>> BEGIN Given records
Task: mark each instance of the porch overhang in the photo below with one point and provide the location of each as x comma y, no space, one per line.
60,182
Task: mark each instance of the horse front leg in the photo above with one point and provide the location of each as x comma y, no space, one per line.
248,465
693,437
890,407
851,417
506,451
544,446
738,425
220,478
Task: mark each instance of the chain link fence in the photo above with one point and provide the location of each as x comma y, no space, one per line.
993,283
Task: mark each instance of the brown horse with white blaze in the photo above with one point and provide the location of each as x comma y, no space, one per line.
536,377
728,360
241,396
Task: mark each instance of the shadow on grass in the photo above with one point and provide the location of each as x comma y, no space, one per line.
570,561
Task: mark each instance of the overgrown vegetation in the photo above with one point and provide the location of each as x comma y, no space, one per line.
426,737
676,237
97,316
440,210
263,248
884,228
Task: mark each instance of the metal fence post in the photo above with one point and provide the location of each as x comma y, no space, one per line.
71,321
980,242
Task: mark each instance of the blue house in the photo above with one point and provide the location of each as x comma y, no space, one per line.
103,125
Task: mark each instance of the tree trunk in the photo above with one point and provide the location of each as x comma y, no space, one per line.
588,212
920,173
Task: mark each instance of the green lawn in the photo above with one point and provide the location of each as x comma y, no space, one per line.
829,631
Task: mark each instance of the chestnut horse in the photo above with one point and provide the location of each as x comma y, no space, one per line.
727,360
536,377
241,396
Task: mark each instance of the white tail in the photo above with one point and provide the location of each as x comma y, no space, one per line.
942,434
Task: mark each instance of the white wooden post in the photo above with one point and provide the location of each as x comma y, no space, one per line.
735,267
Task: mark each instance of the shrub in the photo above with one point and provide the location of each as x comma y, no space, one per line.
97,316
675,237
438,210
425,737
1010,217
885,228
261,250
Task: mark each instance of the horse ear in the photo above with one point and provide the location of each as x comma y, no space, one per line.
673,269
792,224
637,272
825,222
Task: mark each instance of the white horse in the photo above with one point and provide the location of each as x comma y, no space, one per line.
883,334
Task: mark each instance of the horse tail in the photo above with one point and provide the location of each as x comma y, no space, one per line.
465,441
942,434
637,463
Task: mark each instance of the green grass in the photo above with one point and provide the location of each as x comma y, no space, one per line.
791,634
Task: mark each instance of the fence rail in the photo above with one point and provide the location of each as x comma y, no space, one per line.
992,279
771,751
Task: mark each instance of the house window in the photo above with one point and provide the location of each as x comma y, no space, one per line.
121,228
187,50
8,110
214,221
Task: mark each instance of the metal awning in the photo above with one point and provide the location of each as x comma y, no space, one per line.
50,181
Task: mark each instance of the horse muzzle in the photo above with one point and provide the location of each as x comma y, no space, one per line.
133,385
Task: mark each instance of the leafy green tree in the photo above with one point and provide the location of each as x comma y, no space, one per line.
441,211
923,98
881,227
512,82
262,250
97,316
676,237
>> END Given records
__Aim of the exercise__
Rewrite all the records above, replacing "one point" with "a single point" and leaving everything else the same.

__Completed exercise__
Task: mark each instance of the porch overhang in the photo below with a single point and provide the location of each as x comma y, no space, one per line.
60,182
Task: mark each instance of the horse front leg in the photo above with a single point and provide the location of each as x comma y, no space, one per line.
248,465
693,437
890,407
851,417
506,451
544,446
738,425
220,478
Task: mark each instance of the chain link fence in the photo above with a single point and provide the location of each as x comma y, no space, one per line.
993,283
Task: mark each instance of the brown horse with white blaze in the photo above with a single point and provide the location of each as x comma y, no space, one per line.
536,377
728,360
241,396
Task: mark each instance of the shadow on grass in the photo above with a single point and provide the location of each as x comma y, no space, one per line.
570,561
Task: mark each instance of the overgrown vegetation in the photo above with a single point and provide the location of each as x comma y, no space, one per line.
426,737
676,237
97,316
440,210
263,248
884,228
Task: mark each instance of the metal fence post in the photo above with a single point and provide the location of each as x comma y, no space, one per line.
71,321
980,242
Task: mark each instance of the blue house in the photo above with a single point and provide the location of each as x comma y, no space, one per line.
103,125
Task: mark each instance of the tree trunk in the photo above with a single point and provide the location of each as x comma y, no space, one per line.
588,212
920,173
Task: mark each instance of the green lawn in the photo above with a single point and provide the location of each as x comma y, no space, one per line.
829,631
Task: mark each instance of the chestnut horse in the photo above with a single point and provide the location of each as x comma y, no space, one per line.
727,360
536,377
241,396
Task: mark each instance of the white tail in the photo above with a single point and provide the location of each as x comma y, no space, one per line.
942,434
Task: mark each instance of the white wooden post in the photo above with a single point and provide the location of each as x comma y, no space, one per line.
735,267
Task: mark each instance of the shrub in the photo above with a single point and provide the location of each as x comma y, no space, one per line.
97,316
675,237
438,210
425,737
1010,217
885,228
261,250
Task: mark each instance of the horse ear in the photo above with a single point and provide the location of each as x comma y, no space, one per line.
673,269
792,224
637,272
825,222
Task: mark each instance of the white horse in the photo above with a single point and provide the location of each as x comma y, no space, one per line.
883,334
Task: mark each instance of the horse tail in the photo above with a single point and provide the location of each as x comma y, no space, one per line.
465,441
942,434
637,463
Task: mark each instance of the green grass in the photo above with a single point and provide the location of each as x comma y, no space, one per line.
791,634
Task: mark each instance of the fence rail in the photo above with a single point and provide the location of each as x comma y, no space, one per line.
992,279
771,751
Task: mark each instance of the house window in the photo above with a single point and provide the location of each as x comma y, no space, one per line.
121,228
187,50
8,110
214,221
Task: mark each instance of the metal awning in the photo above with a single point and provide the location of each as x comma y, no space, one per line.
50,181
Task: mark each instance of the horse muzzle in the photo above with a single point and provide the location of each as x comma y, no space, one per line.
133,385
Task: mark each instance of the leafy green tree in the photo above with a single point and provide the location of each as x comma y, no space, one per line.
441,211
923,98
881,227
512,82
262,250
97,316
676,237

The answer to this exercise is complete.